[What is required] Print the listing exactly.

----

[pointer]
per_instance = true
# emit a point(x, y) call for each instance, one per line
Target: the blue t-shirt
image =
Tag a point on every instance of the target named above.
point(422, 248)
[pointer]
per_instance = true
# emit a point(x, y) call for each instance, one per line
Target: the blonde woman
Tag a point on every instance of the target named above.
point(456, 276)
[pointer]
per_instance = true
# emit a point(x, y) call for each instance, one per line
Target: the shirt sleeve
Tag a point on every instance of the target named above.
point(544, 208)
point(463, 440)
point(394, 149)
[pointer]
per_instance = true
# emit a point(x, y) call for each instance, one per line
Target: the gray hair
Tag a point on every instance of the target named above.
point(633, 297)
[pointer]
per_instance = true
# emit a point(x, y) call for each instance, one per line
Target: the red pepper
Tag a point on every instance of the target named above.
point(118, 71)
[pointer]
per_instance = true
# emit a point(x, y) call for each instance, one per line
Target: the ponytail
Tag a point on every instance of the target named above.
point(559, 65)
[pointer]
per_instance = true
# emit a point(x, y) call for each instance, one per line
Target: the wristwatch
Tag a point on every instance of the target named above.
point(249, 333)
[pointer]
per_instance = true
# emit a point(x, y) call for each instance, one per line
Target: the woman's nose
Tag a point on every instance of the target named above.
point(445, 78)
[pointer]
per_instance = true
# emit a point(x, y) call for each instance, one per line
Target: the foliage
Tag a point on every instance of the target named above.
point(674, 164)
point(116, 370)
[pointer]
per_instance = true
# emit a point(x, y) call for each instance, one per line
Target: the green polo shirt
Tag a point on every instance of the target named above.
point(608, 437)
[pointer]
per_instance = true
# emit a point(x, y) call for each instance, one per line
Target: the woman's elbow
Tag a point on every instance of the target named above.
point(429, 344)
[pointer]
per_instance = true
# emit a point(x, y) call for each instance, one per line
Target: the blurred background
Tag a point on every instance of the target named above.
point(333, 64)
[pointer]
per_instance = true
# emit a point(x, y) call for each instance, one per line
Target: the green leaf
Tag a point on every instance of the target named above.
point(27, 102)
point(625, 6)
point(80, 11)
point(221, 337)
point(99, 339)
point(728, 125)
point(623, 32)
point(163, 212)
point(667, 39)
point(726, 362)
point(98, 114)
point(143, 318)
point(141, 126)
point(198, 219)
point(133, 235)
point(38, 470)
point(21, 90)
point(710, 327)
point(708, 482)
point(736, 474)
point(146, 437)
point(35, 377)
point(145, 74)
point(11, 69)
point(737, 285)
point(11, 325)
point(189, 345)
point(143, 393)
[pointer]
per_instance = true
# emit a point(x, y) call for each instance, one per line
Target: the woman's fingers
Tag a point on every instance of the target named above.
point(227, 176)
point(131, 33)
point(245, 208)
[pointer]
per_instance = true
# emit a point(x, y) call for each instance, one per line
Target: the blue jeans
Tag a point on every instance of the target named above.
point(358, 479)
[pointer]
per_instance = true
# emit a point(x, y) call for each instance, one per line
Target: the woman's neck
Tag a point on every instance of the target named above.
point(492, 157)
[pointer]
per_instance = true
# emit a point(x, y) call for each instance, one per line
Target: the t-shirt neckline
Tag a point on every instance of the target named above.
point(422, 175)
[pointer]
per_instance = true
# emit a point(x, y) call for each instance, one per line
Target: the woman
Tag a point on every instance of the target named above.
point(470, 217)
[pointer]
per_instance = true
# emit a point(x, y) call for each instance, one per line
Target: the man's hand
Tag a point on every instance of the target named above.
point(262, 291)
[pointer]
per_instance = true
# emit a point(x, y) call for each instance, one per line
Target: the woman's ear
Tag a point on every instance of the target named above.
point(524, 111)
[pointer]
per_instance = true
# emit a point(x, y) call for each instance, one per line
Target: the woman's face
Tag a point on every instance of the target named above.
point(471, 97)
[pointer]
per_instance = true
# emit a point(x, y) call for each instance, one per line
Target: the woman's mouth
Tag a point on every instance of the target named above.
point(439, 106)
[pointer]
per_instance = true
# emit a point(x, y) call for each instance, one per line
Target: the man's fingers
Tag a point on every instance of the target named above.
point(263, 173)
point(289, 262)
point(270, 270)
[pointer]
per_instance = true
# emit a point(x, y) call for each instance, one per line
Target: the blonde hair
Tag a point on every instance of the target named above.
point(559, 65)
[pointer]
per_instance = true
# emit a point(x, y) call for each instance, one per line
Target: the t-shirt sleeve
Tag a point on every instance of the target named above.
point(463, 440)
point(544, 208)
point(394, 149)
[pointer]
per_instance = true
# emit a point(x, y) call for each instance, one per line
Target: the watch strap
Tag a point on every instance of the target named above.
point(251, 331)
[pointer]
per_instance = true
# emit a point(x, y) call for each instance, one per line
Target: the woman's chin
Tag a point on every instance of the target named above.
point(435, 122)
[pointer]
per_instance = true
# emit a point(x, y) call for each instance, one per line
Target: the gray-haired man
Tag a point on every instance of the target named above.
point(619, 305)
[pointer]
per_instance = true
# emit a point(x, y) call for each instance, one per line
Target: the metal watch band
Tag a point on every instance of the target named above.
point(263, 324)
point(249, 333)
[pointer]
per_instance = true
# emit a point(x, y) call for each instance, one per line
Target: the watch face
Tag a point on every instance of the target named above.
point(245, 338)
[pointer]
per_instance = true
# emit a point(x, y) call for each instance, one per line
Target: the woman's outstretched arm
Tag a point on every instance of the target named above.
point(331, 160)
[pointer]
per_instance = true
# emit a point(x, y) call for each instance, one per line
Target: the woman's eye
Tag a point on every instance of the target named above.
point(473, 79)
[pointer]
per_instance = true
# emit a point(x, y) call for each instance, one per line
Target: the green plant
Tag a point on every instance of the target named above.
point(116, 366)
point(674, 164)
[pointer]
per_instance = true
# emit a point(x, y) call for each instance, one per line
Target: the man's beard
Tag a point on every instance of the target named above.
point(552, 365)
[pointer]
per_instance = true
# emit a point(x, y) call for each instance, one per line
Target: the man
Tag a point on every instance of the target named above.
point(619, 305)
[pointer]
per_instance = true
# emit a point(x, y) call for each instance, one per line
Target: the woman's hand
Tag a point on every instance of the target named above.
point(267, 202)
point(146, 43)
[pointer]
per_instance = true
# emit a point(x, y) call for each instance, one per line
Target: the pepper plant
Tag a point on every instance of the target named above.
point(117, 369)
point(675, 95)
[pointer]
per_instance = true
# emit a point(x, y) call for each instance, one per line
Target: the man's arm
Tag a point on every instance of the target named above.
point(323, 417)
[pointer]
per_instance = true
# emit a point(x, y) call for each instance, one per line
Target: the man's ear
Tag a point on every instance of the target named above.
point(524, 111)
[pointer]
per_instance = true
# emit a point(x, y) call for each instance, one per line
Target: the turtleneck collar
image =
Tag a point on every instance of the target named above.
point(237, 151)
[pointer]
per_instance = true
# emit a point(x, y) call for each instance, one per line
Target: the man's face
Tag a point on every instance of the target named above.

----

[Answer to this task]
[pointer]
per_instance = true
# emit a point(x, y) call for each instance, one per line
Target: the blue t-shirt
image =
Tag a point on every instance of the target named above.
point(422, 248)
[pointer]
per_instance = true
# emit a point(x, y) call for each instance, one per line
Target: the blonde woman
Tag a point on every instance of the target named above.
point(456, 276)
[pointer]
per_instance = true
# emit a point(x, y) call for each instance, one per line
Target: the shirt sleeve
Tag a point on every instance of the target named above.
point(544, 208)
point(463, 440)
point(394, 149)
[pointer]
per_instance = true
# emit a point(x, y) call for each instance, one per line
Target: the gray hair
Tag a point on every instance of the target named above.
point(633, 297)
[pointer]
per_instance = true
# emit a point(x, y) call for each instance, one per line
Target: the red pepper
Tag a point on every instance of the target named above.
point(118, 71)
[pointer]
per_instance = true
# emit a point(x, y) call for each instance, one per line
Target: the ponytail
Tag a point on every instance of the target named above.
point(559, 65)
[pointer]
per_instance = true
# emit a point(x, y) call for each instance, one per line
Target: the wristwatch
Tag a point on every instance of the target named above.
point(249, 333)
[pointer]
per_instance = true
# emit a point(x, y) call for each instance, one per line
Target: the woman's nose
Tag a point on every instance of the target named above.
point(445, 78)
[pointer]
per_instance = true
# emit a point(x, y) call for each instance, one per line
Target: the foliage
Tag a point on every instance of the target named above.
point(674, 164)
point(116, 370)
[pointer]
per_instance = true
# emit a point(x, y) call for each instance, one per line
Target: the green polo shirt
Tag a point on every instance of the target named above.
point(608, 437)
[pointer]
per_instance = true
# emit a point(x, y) call for each instance, one per line
Target: the woman's elbow
Tag a point on every instance of the target named above.
point(429, 344)
[pointer]
per_instance = true
# emit a point(x, y) call for each instance, one per line
Target: the blurred background
Tag a point on every instance of the target named above.
point(333, 64)
[pointer]
per_instance = true
# emit a point(x, y) call for each instance, one per line
Target: the green leaf
Tag a point on every instance of the target named above.
point(27, 102)
point(625, 6)
point(80, 11)
point(221, 337)
point(99, 339)
point(728, 125)
point(623, 32)
point(163, 212)
point(667, 39)
point(726, 362)
point(98, 114)
point(143, 318)
point(141, 126)
point(198, 219)
point(133, 235)
point(38, 470)
point(21, 90)
point(710, 327)
point(708, 482)
point(736, 474)
point(146, 437)
point(35, 377)
point(145, 74)
point(11, 69)
point(737, 285)
point(11, 325)
point(189, 345)
point(143, 393)
[pointer]
per_instance = true
# emit a point(x, y) call for each instance, one per line
Target: the woman's fingers
Tag a point on every instance of the target named above.
point(227, 176)
point(131, 33)
point(245, 208)
[pointer]
per_instance = true
# emit a point(x, y) call for each instance, one per line
Target: the blue jeans
Tag a point on every instance of the target named above.
point(358, 479)
[pointer]
per_instance = true
# emit a point(x, y) call for each instance, one per line
Target: the woman's neck
Tag a point on every instance of the target named above.
point(492, 157)
[pointer]
per_instance = true
# emit a point(x, y) call for each instance, one per line
Target: the t-shirt neckline
Tag a point on every instance of the target named above.
point(422, 175)
[pointer]
per_instance = true
# emit a point(x, y) call for each instance, one per line
Target: the woman
Tag a point on every instance of the target named above.
point(470, 217)
[pointer]
per_instance = true
# emit a point(x, y) call for each instance, one per line
Target: the man's hand
Tag a point on every instance of the target named above.
point(262, 291)
[pointer]
per_instance = true
# emit a point(x, y) call for each instance, one per line
Target: the woman's ear
Tag a point on every instance of the target named above.
point(524, 111)
[pointer]
per_instance = true
# emit a point(x, y) call for each instance, one per line
Target: the woman's face
Tag a point on every instance of the target named above.
point(471, 97)
[pointer]
per_instance = true
# emit a point(x, y) call for each instance, one per line
Target: the woman's mouth
Tag a point on every instance of the target named above.
point(439, 106)
[pointer]
per_instance = true
# emit a point(x, y) call for each instance, one per line
Target: the man's fingers
Tag a point on every instance of the target named above.
point(263, 173)
point(289, 262)
point(270, 270)
[pointer]
per_instance = true
# emit a point(x, y) call for each instance, one per line
Target: the blonde hair
Tag a point on every instance of the target named above.
point(559, 65)
[pointer]
per_instance = true
# emit a point(x, y) call for each instance, one per line
Target: the t-shirt sleeve
Tag a point on every instance of the target named above.
point(463, 440)
point(544, 208)
point(394, 149)
[pointer]
per_instance = true
# emit a point(x, y) call for each instance, one per line
Target: the watch strap
Tag a point on every instance of the target named above.
point(251, 331)
[pointer]
per_instance = true
# emit a point(x, y) call for each instance, one per line
Target: the woman's chin
Tag a point on every instance of the target named above.
point(435, 122)
[pointer]
per_instance = true
# emit a point(x, y) call for each instance, one per line
Target: the gray-haired man
Tag a point on every instance of the target named above.
point(619, 305)
[pointer]
per_instance = true
# emit a point(x, y) call for each instance, one per line
Target: the metal watch band
Tag a point on every instance of the target named above.
point(263, 324)
point(249, 333)
[pointer]
per_instance = true
# emit a point(x, y) call for each instance, one per line
Target: the watch face
Tag a point on every instance of the target named above.
point(245, 338)
[pointer]
per_instance = true
# emit a point(x, y) call for each instance, one per line
Target: the woman's outstretched arm
Tag a point on every instance of the target named above.
point(331, 160)
[pointer]
per_instance = true
# emit a point(x, y) call for each instance, one per line
Target: the woman's eye
Tag a point on every instance of the target named above.
point(473, 79)
[pointer]
per_instance = true
# emit a point(x, y) call for each instance, one per line
Target: the green plant
Tag a point on every instance of the target named above.
point(116, 366)
point(674, 164)
[pointer]
per_instance = true
# emit a point(x, y) call for each instance, one per line
Target: the man's beard
Tag a point on every instance of the target named above.
point(552, 365)
[pointer]
per_instance = true
# emit a point(x, y) call for each instance, one per line
Target: the man
Tag a point on every instance of the target named above.
point(619, 305)
[pointer]
per_instance = true
# emit a point(x, y) call for each instance, one per line
Target: the woman's hand
Tag a point on every instance of the target named above.
point(267, 202)
point(146, 43)
[pointer]
per_instance = true
# emit a point(x, y) call for each instance, one per line
Target: the pepper plant
Tag a point on every instance of the target named above.
point(117, 369)
point(675, 95)
[pointer]
per_instance = true
# emit a point(x, y) call for each instance, one per line
Target: the man's arm
Tag a point on every instance of the target named above.
point(323, 417)
[pointer]
per_instance = true
# emit a point(x, y) call for each instance, one per line
Target: the man's ear
Tag a point on every instance of the target named above.
point(524, 111)
[pointer]
per_instance = true
# emit a point(x, y) call for each instance, one per line
Target: the turtleneck collar
image =
Tag a point on every instance of the target named above.
point(237, 151)
[pointer]
per_instance = true
# emit a point(x, y) call for each instance, one per line
Target: the man's face
Tag a point on every instance of the target named above.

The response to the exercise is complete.